Could you quote, exactly as they stand, the lines running from the one with "Spot the thick" to the final line of the material?

Working data:
★ ★ ★ ★ ★ ★ ★
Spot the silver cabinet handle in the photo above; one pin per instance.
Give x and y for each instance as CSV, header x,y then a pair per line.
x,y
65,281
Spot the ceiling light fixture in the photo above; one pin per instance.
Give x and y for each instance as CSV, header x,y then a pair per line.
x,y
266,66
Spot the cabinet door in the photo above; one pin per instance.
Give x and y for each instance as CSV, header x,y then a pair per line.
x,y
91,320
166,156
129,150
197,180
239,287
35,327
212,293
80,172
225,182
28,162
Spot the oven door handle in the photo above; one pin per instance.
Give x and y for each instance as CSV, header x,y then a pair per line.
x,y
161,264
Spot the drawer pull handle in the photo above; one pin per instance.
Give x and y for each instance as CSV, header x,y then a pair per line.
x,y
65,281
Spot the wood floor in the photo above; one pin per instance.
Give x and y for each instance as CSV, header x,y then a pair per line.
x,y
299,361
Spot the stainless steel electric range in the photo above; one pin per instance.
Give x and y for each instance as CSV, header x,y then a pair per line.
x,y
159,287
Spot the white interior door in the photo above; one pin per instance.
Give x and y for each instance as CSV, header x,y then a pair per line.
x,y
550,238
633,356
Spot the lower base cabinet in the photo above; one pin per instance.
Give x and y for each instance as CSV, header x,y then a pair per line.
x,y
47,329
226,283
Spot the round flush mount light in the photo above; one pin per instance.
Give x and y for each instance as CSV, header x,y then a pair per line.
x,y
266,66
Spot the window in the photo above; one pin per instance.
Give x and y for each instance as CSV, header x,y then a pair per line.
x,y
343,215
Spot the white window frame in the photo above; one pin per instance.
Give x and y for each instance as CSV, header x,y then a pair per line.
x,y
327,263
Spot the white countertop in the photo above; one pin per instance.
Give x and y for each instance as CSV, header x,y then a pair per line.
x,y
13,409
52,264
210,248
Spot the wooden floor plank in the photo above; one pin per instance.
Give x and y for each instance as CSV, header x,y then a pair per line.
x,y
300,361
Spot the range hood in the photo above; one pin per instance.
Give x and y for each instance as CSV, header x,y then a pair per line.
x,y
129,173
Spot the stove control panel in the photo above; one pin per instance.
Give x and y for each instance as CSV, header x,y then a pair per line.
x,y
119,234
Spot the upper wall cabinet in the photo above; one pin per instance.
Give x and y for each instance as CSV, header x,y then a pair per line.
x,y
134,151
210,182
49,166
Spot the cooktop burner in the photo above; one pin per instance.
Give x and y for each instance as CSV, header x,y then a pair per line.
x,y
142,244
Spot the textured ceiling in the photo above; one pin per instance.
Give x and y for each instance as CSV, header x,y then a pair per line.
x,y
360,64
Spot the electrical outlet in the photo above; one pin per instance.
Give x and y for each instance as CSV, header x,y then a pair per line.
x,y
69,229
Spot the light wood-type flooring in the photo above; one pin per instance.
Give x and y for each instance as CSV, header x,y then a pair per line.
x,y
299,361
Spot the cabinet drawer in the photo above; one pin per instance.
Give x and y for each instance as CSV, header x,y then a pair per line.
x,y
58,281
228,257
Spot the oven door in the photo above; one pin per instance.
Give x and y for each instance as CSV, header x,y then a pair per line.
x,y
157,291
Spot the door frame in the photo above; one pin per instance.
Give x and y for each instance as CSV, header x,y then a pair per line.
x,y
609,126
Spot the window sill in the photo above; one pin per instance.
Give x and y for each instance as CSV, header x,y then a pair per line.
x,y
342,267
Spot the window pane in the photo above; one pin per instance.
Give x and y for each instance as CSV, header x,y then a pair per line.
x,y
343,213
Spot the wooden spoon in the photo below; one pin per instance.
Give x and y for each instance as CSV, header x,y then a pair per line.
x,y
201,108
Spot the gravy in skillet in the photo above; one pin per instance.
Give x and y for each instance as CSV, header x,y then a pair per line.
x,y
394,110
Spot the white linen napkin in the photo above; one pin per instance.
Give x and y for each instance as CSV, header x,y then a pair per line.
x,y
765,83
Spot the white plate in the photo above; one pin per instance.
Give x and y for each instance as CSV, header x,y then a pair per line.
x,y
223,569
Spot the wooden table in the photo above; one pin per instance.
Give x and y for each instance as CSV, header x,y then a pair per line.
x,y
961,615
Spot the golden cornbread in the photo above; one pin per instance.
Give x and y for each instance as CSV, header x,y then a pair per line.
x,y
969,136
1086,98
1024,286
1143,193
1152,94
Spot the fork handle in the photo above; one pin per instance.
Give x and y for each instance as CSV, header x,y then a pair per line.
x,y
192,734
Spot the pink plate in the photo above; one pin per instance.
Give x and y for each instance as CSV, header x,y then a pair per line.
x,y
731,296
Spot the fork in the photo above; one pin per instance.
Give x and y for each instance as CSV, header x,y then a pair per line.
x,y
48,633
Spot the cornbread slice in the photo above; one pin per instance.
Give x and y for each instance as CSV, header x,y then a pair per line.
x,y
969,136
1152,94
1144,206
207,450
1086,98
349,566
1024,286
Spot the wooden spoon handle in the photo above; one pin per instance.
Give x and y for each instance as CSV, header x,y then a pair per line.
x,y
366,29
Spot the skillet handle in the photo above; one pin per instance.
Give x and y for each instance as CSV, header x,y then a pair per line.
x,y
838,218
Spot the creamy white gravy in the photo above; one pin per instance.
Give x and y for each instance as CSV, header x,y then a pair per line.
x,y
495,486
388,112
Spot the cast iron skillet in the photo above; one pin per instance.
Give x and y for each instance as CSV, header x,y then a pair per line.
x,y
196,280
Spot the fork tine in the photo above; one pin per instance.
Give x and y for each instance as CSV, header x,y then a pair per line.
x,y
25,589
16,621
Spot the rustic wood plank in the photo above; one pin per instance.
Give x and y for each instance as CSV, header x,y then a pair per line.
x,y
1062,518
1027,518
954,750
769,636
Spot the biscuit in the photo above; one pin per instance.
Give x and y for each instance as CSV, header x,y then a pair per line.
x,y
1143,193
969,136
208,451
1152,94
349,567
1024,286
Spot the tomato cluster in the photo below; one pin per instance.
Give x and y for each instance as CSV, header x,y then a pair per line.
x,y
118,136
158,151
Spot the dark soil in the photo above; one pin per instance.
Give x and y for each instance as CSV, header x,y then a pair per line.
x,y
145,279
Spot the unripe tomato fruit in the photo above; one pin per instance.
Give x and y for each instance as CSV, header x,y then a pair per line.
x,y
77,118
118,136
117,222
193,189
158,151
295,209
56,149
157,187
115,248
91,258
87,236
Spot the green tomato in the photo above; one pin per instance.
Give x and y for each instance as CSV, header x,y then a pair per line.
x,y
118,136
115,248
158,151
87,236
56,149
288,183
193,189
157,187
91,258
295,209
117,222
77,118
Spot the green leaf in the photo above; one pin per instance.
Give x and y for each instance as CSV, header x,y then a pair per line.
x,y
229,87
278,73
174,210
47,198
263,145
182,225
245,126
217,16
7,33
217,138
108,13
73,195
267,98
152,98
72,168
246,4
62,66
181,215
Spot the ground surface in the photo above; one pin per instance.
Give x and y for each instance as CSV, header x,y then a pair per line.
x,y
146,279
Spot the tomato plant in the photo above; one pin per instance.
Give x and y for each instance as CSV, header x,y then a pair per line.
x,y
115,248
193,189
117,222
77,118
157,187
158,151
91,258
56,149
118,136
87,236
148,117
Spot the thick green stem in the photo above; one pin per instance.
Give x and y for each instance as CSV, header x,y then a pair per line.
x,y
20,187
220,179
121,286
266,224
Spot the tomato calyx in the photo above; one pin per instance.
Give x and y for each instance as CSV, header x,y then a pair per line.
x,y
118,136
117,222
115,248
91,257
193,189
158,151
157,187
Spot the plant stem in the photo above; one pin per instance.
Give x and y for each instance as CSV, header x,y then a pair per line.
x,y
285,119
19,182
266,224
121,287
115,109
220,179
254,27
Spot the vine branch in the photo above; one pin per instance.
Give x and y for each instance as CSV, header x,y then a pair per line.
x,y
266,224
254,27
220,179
★ ★ ★ ★ ★ ★ ★
Final result:
Spot the thick green stem in the photo above; one pin per instance.
Give x and y for each instance as CSV, header x,y then a pair per line.
x,y
20,187
220,179
121,286
266,224
Spot the tomato calyx in the photo above; one pin per instance.
Give x and y for each instance as CSV, header x,y then a pair per line.
x,y
118,136
117,222
115,248
91,257
193,189
158,151
157,187
Spot the plant stem in the photo above; one pin per instance.
Give x and y for each instance as CSV, header x,y then a pair per line.
x,y
285,119
19,182
266,224
121,287
115,109
220,179
254,27
Spot the vine branch in the photo above; one pin per instance.
Give x and y for each instance as CSV, header x,y then a pair per line.
x,y
266,224
254,27
220,179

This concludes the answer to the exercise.